[Stored data entries]
==========
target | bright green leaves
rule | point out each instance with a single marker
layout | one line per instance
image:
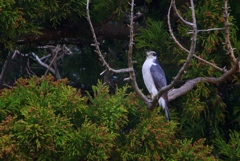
(196, 151)
(230, 149)
(108, 110)
(153, 37)
(151, 139)
(43, 119)
(91, 141)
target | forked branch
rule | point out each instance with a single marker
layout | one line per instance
(98, 51)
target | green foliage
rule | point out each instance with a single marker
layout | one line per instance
(42, 119)
(153, 36)
(19, 17)
(230, 150)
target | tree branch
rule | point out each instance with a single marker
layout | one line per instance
(98, 51)
(186, 64)
(227, 35)
(130, 61)
(42, 63)
(190, 84)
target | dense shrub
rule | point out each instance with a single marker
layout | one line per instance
(42, 119)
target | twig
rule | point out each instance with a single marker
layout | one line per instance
(42, 63)
(132, 75)
(98, 51)
(227, 35)
(207, 30)
(190, 84)
(53, 60)
(180, 45)
(186, 64)
(181, 18)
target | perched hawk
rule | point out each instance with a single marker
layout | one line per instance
(154, 79)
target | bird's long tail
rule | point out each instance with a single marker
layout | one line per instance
(163, 103)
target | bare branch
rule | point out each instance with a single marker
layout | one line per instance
(42, 63)
(5, 69)
(170, 29)
(210, 64)
(181, 18)
(130, 61)
(185, 65)
(207, 30)
(227, 34)
(180, 45)
(190, 84)
(55, 53)
(98, 51)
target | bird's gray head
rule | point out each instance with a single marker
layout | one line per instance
(151, 55)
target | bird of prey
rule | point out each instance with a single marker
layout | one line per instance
(154, 79)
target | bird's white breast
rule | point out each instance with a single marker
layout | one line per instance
(147, 76)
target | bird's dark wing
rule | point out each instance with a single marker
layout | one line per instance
(158, 76)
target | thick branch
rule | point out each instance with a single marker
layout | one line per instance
(181, 18)
(186, 64)
(227, 35)
(130, 61)
(190, 84)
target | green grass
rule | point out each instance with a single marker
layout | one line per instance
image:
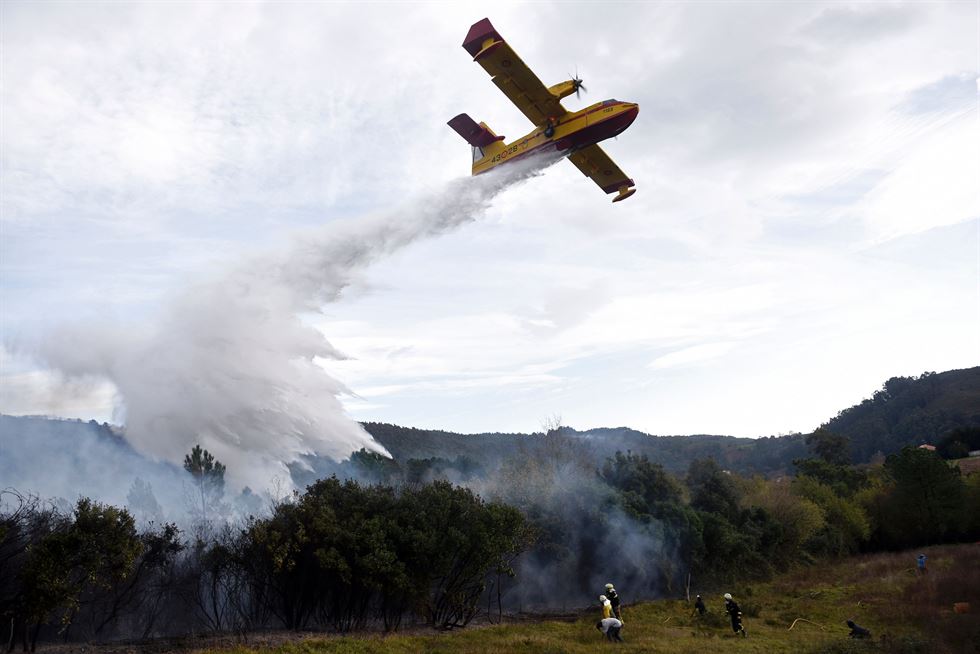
(906, 612)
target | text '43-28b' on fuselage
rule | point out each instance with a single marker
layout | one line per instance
(556, 128)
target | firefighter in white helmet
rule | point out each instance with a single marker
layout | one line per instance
(613, 597)
(735, 613)
(606, 607)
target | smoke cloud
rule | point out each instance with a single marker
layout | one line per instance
(230, 362)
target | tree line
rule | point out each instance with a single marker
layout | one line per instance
(437, 541)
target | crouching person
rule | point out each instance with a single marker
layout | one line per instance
(857, 631)
(611, 628)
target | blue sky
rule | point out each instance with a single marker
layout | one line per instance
(806, 222)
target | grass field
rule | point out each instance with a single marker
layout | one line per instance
(905, 611)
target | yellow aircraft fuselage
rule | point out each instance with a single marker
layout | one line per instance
(573, 131)
(575, 134)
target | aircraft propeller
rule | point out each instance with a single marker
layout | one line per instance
(577, 84)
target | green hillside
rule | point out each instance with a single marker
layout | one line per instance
(906, 612)
(905, 411)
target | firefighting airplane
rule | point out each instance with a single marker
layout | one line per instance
(555, 127)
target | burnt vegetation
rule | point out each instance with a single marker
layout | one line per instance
(541, 524)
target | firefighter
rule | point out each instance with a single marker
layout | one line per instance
(610, 627)
(735, 613)
(606, 607)
(614, 599)
(857, 631)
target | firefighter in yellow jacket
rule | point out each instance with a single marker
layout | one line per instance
(606, 607)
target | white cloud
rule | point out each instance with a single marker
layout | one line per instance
(778, 148)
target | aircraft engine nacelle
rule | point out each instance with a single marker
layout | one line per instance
(565, 89)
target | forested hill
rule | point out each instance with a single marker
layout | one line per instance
(910, 411)
(905, 411)
(675, 453)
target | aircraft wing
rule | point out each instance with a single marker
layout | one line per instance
(511, 75)
(595, 163)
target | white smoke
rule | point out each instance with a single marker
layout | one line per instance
(231, 364)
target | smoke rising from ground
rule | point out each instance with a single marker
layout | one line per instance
(230, 363)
==========
### What the exercise asks
Set down each record above exactly as it stands and leave out all pictures.

### The completed task
target | bright green leaves
rule | point out each instance with a single marker
layout | one line per instance
image:
(196, 151)
(230, 149)
(108, 110)
(153, 37)
(151, 139)
(43, 119)
(91, 141)
target | forked branch
rule | point out each instance with a single marker
layout | one line per instance
(98, 51)
target | green foliage
rule | point out each instance with a single marker
layout | one line per instance
(42, 119)
(153, 36)
(19, 17)
(230, 150)
target | tree branch
rule | point out each instance with a single marker
layout | one line per instance
(98, 51)
(186, 64)
(227, 35)
(130, 61)
(42, 63)
(190, 84)
target | dense shrub
rule | point out each instance with a single marker
layout | one line per instance
(42, 119)
target | twig
rule | point out each instance with a single marker
layout | one line per instance
(42, 63)
(132, 75)
(98, 51)
(227, 35)
(207, 30)
(190, 84)
(53, 60)
(180, 45)
(186, 64)
(181, 18)
target | perched hawk
rule | point out each instance with a single marker
layout | one line per instance
(154, 79)
target | bird's long tail
rule | point out each instance with a single marker
layout | one line per instance
(163, 103)
target | bare branch
rule | point out each instance with a single marker
layout | one line per instance
(42, 63)
(5, 69)
(170, 29)
(210, 64)
(181, 18)
(130, 61)
(185, 65)
(207, 30)
(227, 34)
(180, 45)
(190, 84)
(55, 53)
(98, 51)
target | bird's gray head
rule | point out each instance with a single marker
layout | one line per instance
(151, 55)
target | bird of prey
rule | point out each instance with a single marker
layout | one line per instance
(154, 79)
target | bird's white breast
rule | point out each instance with a single marker
layout | one line per instance
(147, 76)
target | bird's dark wing
rule | point out each instance with a single marker
layout | one line per instance
(158, 76)
target | thick branch
rule | point out each instance with a single marker
layout | one line per instance
(181, 18)
(186, 64)
(227, 35)
(130, 61)
(190, 84)
target | green grass
rule | point out each instance with a single marker
layout | one line per instance
image:
(906, 612)
target | text '43-28b' on fuselage
rule | point out each instance with a single marker
layout | one line per instance
(556, 128)
target | firefighter in white helmet
rule | point out each instance with a single marker
layout | one line per instance
(613, 597)
(735, 613)
(606, 607)
target | smoke cloud
rule | point out each instance with a single marker
layout | one line per instance
(230, 362)
target | tree line
rule | point out each instance with a single marker
layout | one line per instance
(437, 541)
target | crouching person
rule | point out each instance with a single marker
layout | one line per instance
(857, 631)
(611, 628)
target | blue sky
rule | point out each instance with a single marker
layout | one line per instance
(806, 222)
target | grass field
rule | point out each instance with a single marker
layout | one line per instance
(905, 611)
target | yellow aircraft fuselage
rule | point out each instance with a single marker
layout | one line per instance
(573, 131)
(575, 134)
target | aircraft propeller
rule | point out each instance with a single marker
layout | one line per instance
(577, 84)
target | green hillside
rule | point out each instance with a single marker
layout | one line per instance
(906, 612)
(905, 411)
target | firefighting airplane
rule | point out each instance with a single marker
layout | one line per instance
(555, 127)
target | burnt vegetation
rule | point out each instance with a single marker
layout | one line per instance
(541, 524)
target | firefighter
rule | point out each instance with a single marker
layout | one line per instance
(610, 627)
(735, 613)
(606, 607)
(614, 599)
(857, 631)
target | firefighter in yellow jacket
rule | point out each instance with a single marker
layout | one line per instance
(606, 607)
target | white cloud
rule | point out each instance with a single marker
layout | one line per instance
(778, 148)
target | aircraft engine nacelle
rule | point out each instance with a single marker
layout | one line per instance
(565, 89)
target | forested hill
rule | point out each instance with a single marker
layout | one line per instance
(910, 411)
(905, 411)
(675, 453)
target | aircraft wing
rule | point out each instance with a single marker
layout | one line per instance
(511, 75)
(595, 163)
target | white smoke
rule | point out each instance with a single marker
layout | one line per instance
(231, 364)
target | smoke rising from ground
rule | point out each instance with a single marker
layout | one line per instance
(230, 363)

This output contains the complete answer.